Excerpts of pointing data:
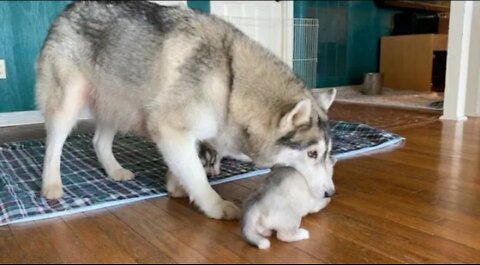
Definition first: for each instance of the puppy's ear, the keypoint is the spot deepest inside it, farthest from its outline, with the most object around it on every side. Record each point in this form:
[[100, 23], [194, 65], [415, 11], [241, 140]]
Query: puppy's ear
[[298, 115]]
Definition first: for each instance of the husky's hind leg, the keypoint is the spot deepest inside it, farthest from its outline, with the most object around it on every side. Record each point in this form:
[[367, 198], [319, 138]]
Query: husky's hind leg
[[61, 103], [102, 142]]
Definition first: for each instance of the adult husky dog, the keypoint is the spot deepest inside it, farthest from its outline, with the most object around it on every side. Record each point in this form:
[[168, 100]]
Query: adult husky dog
[[177, 77]]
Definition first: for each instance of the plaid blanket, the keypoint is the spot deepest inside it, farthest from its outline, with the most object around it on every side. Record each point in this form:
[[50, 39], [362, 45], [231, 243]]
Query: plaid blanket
[[86, 186]]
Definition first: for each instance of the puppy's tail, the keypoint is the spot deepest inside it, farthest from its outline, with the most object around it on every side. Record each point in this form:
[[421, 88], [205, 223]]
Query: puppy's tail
[[250, 231]]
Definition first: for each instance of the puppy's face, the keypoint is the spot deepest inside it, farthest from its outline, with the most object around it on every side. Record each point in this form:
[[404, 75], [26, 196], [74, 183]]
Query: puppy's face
[[210, 159]]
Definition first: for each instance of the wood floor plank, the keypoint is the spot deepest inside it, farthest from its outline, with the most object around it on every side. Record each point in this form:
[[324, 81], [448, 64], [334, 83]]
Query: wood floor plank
[[133, 244], [104, 249], [228, 234], [10, 251], [64, 240], [36, 249], [156, 235]]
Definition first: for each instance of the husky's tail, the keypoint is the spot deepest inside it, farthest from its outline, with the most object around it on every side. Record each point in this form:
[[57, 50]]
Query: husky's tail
[[250, 230]]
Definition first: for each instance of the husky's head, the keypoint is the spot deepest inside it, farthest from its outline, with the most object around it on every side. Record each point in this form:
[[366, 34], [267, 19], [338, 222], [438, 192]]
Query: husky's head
[[303, 142]]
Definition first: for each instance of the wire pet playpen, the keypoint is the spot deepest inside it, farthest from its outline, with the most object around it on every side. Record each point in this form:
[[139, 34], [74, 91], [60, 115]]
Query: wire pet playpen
[[293, 40]]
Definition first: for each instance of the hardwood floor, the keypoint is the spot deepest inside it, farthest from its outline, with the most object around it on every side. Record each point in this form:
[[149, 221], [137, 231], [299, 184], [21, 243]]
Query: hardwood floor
[[417, 203]]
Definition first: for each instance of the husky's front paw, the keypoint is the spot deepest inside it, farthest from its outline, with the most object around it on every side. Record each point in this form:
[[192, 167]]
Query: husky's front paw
[[225, 210], [122, 175], [174, 189], [52, 192]]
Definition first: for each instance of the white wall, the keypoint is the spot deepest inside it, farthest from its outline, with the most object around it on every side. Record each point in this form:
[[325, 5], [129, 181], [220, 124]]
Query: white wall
[[462, 90], [472, 107]]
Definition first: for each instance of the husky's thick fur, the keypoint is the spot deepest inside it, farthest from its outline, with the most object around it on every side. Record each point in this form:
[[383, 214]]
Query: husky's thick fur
[[279, 206], [177, 77]]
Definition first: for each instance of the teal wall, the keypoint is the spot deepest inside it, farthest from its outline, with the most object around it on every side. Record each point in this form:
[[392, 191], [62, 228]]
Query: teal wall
[[349, 38], [200, 5], [23, 28]]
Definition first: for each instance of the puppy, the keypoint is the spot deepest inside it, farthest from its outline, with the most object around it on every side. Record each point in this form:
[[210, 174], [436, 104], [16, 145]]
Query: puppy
[[211, 163], [279, 205]]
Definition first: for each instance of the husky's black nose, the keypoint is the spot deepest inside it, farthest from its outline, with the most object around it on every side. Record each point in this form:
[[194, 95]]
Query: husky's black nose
[[329, 194]]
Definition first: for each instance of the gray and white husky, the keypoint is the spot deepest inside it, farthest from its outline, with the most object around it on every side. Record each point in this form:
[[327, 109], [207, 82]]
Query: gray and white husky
[[278, 206], [177, 77]]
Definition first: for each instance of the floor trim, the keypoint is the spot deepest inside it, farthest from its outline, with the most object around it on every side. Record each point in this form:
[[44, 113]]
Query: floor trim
[[30, 117]]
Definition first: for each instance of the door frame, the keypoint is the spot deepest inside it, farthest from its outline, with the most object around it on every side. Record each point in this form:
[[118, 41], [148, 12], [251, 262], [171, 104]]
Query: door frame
[[287, 18]]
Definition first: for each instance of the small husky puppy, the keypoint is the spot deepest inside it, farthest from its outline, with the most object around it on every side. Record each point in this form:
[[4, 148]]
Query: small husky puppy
[[279, 205], [211, 163]]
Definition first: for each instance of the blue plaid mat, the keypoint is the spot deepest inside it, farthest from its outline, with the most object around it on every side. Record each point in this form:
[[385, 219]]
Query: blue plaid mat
[[87, 188]]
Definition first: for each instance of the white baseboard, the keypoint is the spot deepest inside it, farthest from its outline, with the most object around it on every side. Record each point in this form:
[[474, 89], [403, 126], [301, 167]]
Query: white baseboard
[[30, 117]]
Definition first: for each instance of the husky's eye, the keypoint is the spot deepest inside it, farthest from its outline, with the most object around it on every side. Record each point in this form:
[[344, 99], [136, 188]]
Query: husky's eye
[[312, 154]]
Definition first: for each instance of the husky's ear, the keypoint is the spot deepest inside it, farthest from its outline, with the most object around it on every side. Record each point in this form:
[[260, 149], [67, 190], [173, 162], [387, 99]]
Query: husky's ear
[[326, 97], [300, 114]]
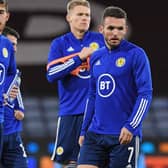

- **Task requirements**
Please write out all the records again, swapping each "Query" for "Target" and changing nothing else. Leave the pictures out.

- **Solution**
Definition first: for each instance of the puppy's ear, the keypoint is the spot deepest inside it, farthest from its outline, with the most object around it on every side. Record each point in this form:
[[100, 23], [194, 65], [415, 11], [241, 140]]
Target: puppy's ear
[[298, 115]]
Definition first: for each instance of the husky's hind leg, the keypoint is the spot deepest inside it, farthest from its outline, with the most object around it on every side. Record each point in this form:
[[367, 198], [319, 138]]
Target: husky's hind leg
[[61, 103], [102, 142]]
Definition first: for each instance of the adult husky dog, the keypoint is the spot deepest inside it, farthest from its outline, with the most object around it on every side. Record each point in this form:
[[168, 100]]
Target: adult husky dog
[[177, 77]]
Definition first: for each instance of the plaid blanket, the keypoint is the spot deepest inside it, farthest from its outline, with the most object around it on every side. Record each point in this form:
[[50, 39], [362, 45], [231, 243]]
Target: plaid blanket
[[86, 186]]
Definition first: for each instance of the puppy's tail, the keypoint is the spot deepest inside it, farthest from its outline, with the most object around it on every side. Record each point in this form:
[[421, 88], [205, 223]]
Target: puppy's tail
[[250, 231]]
Definition first: for each instance of the puppy's face, the keypoint is the spot deepest inside it, farthest from its outline, with the most object around it on every side. Record each point in this form:
[[404, 75], [26, 196], [74, 183]]
Target: puppy's face
[[210, 159]]
Definition first: for each instance of the wood floor plank, the keypoint is the spot deepest inside it, farthest from its outline, with the most object around it on every side. Record each point in this form:
[[324, 81], [448, 64], [334, 83]]
Target: wood floor plank
[[133, 244], [104, 249], [228, 234], [10, 251], [64, 240], [36, 249], [156, 235]]
Definition first: for each instance of the husky's tail, the keypoint is the spot deepest inside it, farthest from its outline, with the most object around it on every side. Record each point in this form:
[[57, 50]]
Target: husky's tail
[[250, 230]]
Definition first: for each instance of the husky's head, the keypoint is the spot deepest inside it, farthest from its outline, with the most object around it on every side. Record each point in this form:
[[366, 34], [267, 19], [338, 222], [438, 192]]
Target: husky's head
[[303, 142]]
Definition first: for each instance of the wire pet playpen, the keypoint is the spot deepest inside it, farthest from its outline, with the most object around it on every side. Record each point in this form:
[[139, 34], [74, 91], [60, 115]]
Target: wire pet playpen
[[293, 40]]
Definition first: for each instance of the hardwood floor, the keypoint is the spot deepest inside it, farthest from its outline, with the most object around it on every side. Record each point in this form:
[[149, 221], [137, 231], [299, 184], [21, 243]]
Target: hardwood floor
[[417, 203]]
Definition first: for each instance of the husky's front paw, the keypoint is the spot deepest inside it, farthest from its outline, with the most object around it on every side. Record each point in this form:
[[192, 167]]
Target: husky's front paw
[[225, 210], [122, 175], [174, 189], [52, 192]]
Definition first: for each instance of the white wall, the keypoint is the spot deepest inside it, farthest from its outline, with the most object around it on every side. Record each point in this form:
[[325, 5], [129, 181], [220, 124]]
Target: white wall
[[462, 90], [472, 107]]
Definition first: for each instance of the husky's thick fur, the keypoint is the spot deepest inside it, farthest from its outline, with the most object around it on every side. Record each point in this form:
[[383, 214]]
Target: husky's thick fur
[[279, 206], [177, 77]]
Definition first: for each instance of the teal wall, the keypoint is the spot deepest inside it, farthest from its outline, with the most object around it on every side. Record each point in this form:
[[392, 191], [62, 228]]
Target: teal wall
[[349, 38], [200, 5], [23, 28]]
Definition first: for each instance of the puppy, the keypoint is the spot deepest inside it, farthest from its outline, with the most object around it on every side. Record each point in this form:
[[210, 174], [436, 104], [16, 145]]
Target: puppy
[[211, 163], [279, 205]]
Definition first: for each instance of the husky's black nose, the keypoint is the spot deepest inside it, farthest from its outline, with the most object around it on every side. Record each point in this form:
[[194, 95]]
Target: husky's black nose
[[329, 194]]
Definition first: for each instance of the gray and white husky, the keypoint is the spot deepest inside it, farthest from its outline, with the most object around it on every side. Record each point in this form:
[[327, 109], [207, 82]]
Target: gray and white husky
[[278, 206], [177, 77]]
Definition first: for each instance of the floor trim, the keypoint is the spot deepest inside it, farthest from its outline, with the most object around it on every side. Record each point in this form:
[[44, 113]]
Target: floor trim
[[30, 117]]
Definition first: for each instance of the door frame, the keypoint is the spot deepest inside it, farthest from its outline, with the most object around it on every side. Record each point in this form:
[[118, 41], [148, 12], [251, 262], [171, 104]]
Target: door frame
[[287, 18]]
Definition first: for each instance of the small husky puppy, the keypoint is the spot deepest inside it, farthest from its outline, with the most object around it on every side. Record each point in this form:
[[4, 148]]
Target: small husky puppy
[[279, 205], [211, 163]]
Definition first: for each instance of the blue plaid mat, the keypoint is the spot deepest inside it, farthest from its outline, with the most object around it on every side. Record each point in this form:
[[385, 219]]
Target: blue plaid mat
[[87, 188]]
Definition first: for each instance of the white baseboard, the keypoint is the spot deepest inside it, farthest from its outline, with the most object around it on every side. Record each point in this form:
[[474, 89], [403, 126], [301, 167]]
Target: white baseboard
[[30, 117]]
Definition first: for each instance of the husky's eye, the keypoint is the spot deepest inside it, farthest from its outline, with the most object around it on every side. Record each point in this form:
[[344, 99], [136, 188]]
Target: husky's eye
[[312, 154]]
Definition first: for each instance of the husky's ear, the keypoint is the spot deepest inside it, farthest from its outline, with the most object around it on every side. Record each point in this form:
[[260, 149], [67, 190], [173, 162], [387, 99]]
Target: husky's ear
[[326, 97], [300, 114]]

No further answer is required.